→ **Exercices**:
(1) Recopiez le passage du témoignage de Christine compris entre « À partir de » et « tout : dix minutes. », ces deux bornes incluses.
(2) Selon le témoignage de Christine, combien de temps a duré au total son rendez-vous dans le centre d'ophtalmologie ?
(3) Poursuivez le témoignage de Christine au-delà de sa dernière phrase.

Je me suis un peu fâchée, je lui ai demandé de me regarder en face, de toucher cette petite boule qui arrivait dans le coin de l’œil.
Je m’appelle Christine et j’ai 60 ans.
J’ai vraiment décidé d’alerter suite à des difficultés de convergence qui étaient devenues assez handicapantes. Par exemple, quand j’étais fatiguée ou après un certain temps de conduite, c’était de plus en plus difficile pour moi de fixer une voiture devant moi, avec les yeux qui partaient dans le vague, des difficultés à supporter les lunettes, des chutes sans raison apparente. Ça a été vraiment progressif et évolutif.
À partir de janvier 2021, j’ai quand même vu mon médecin généraliste qui m’a envoyé prendre un rendez-vous chez mon ophtalmo. Pas de rendez-vous avant juin. Donc pour accélérer, j’ai pris rendez-vous dans un centre d’ophtalmologie. Vous savez, les centres où il y a beaucoup d’ophtalmos qui permettent un rendez-vous rapide. L’organisation est très efficace, mais les examens sont faits très rapidement par un orthoptiste et l’ophtalmo m’a très peu regardée. Tourné vers son ordinateur, il ne m’a pas du tout examinée. C’était aussi la période du Covid. Et pour lui, mes lunettes étaient adaptées, mais je ne les portais sans doute pas suffisamment et je devais faire de l’orthoptie. Durée du rendez-vous en tout et pour tout : dix minutes.
C’est grâce à l’orthoptiste qui était en échec, et n’arrivait pas à régler le sujet, que j’ai pu avoir un rendez-vous avec mon ophtalmo habituel qui, lui, n’était pas forcément plus attentif. Il a fallu qu’effectivement je lui dise : “Mais venez me regarder, venez toucher.” Et effectivement, il y avait une toute petite boule au coin de l’œil, là, qui permettait de voir qu’il y avait peut être quelque chose d’anormal. Et là, il m’a dit “Ah oui, peut être, on va vous envoyer faire une IRM”.

→ **Données extraites**:
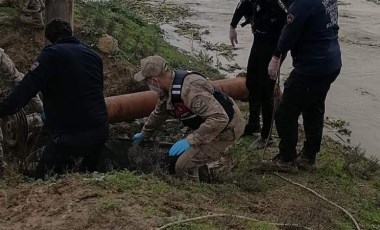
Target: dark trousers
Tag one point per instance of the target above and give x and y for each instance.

---

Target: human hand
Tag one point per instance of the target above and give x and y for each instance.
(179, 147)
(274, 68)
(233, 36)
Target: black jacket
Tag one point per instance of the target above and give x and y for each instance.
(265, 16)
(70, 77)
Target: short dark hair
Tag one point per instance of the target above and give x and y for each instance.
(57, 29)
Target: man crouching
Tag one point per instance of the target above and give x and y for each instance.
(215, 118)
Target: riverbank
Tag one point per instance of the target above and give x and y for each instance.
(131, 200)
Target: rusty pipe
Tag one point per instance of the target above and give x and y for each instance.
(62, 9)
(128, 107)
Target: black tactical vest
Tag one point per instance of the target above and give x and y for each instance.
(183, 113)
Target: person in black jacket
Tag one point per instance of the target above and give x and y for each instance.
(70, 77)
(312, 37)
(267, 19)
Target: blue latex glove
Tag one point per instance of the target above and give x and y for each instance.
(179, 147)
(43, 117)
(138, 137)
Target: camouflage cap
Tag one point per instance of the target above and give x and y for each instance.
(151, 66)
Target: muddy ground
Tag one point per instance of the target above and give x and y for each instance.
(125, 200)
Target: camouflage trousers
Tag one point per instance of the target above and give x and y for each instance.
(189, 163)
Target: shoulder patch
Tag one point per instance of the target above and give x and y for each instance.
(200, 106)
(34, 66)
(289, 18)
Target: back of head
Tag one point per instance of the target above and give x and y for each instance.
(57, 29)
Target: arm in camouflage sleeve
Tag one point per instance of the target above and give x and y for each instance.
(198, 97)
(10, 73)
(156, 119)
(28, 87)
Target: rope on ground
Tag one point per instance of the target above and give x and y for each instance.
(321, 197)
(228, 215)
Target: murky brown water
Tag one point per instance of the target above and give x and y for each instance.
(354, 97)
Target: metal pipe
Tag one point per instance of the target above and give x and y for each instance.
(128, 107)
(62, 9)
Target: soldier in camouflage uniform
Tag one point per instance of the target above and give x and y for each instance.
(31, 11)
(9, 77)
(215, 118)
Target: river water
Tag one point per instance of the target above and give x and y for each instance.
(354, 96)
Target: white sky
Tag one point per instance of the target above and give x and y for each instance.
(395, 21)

→ **Résultats par exercice**:
(1)
À partir de janvier 2021, j’ai quand même vu mon médecin généraliste qui m’a envoyé prendre un rendez-vous chez mon ophtalmo. Pas de rendez-vous avant juin. Donc pour accélérer, j’ai pris rendez-vous dans un centre d’ophtalmologie. Vous savez, les centres où il y a beaucoup d’ophtalmos qui permettent un rendez-vous rapide. L’organisation est très efficace, mais les examens sont faits très rapidement par un orthoptiste et l’ophtalmo m’a très peu regardée. Tourné vers son ordinateur, il ne m’a pas du tout examinée. C’était aussi la période du Covid. Et pour lui, mes lunettes étaient adaptées, mais je ne les portais sans doute pas suffisamment et je devais faire de l’orthoptie. Durée du rendez-vous en tout et pour tout : dix minutes.

(2) Dix minutes.

(3)
Et c’est à partir de là que, en juillet 2021, donc six mois après mes premières consultations, qu’on a vu qu’il y avait une tumeur de, déjà, 18 millimètres.
Alors après, tout s’est enchaîné, le temps d’avoir des rendez-vous à Bordeaux, le temps des examens, qui étaient un peu spécifiques, il s’est passé un an avant que finalement, je sois opérée.
La tumeur semblait toujours bénigne. Le chirurgien était confiant.
Huit jours après, les résultats sont tombés. Il s’agissait d’un carcinome adénoïde kystique, un CAK de son petit nom, de la glande lacrymale, de l’œil gauche. C’est un cancer rare dans les cancers rares.
Après passage en réunion de concertation pluridisciplinaire, il m’a été proposé une exentération élargie, c’est-à-dire qu’on enlève l’œil, l’os temporal, les nerfs sensitifs, de façon à me donner toutes les chances de me remettre de ce cancer.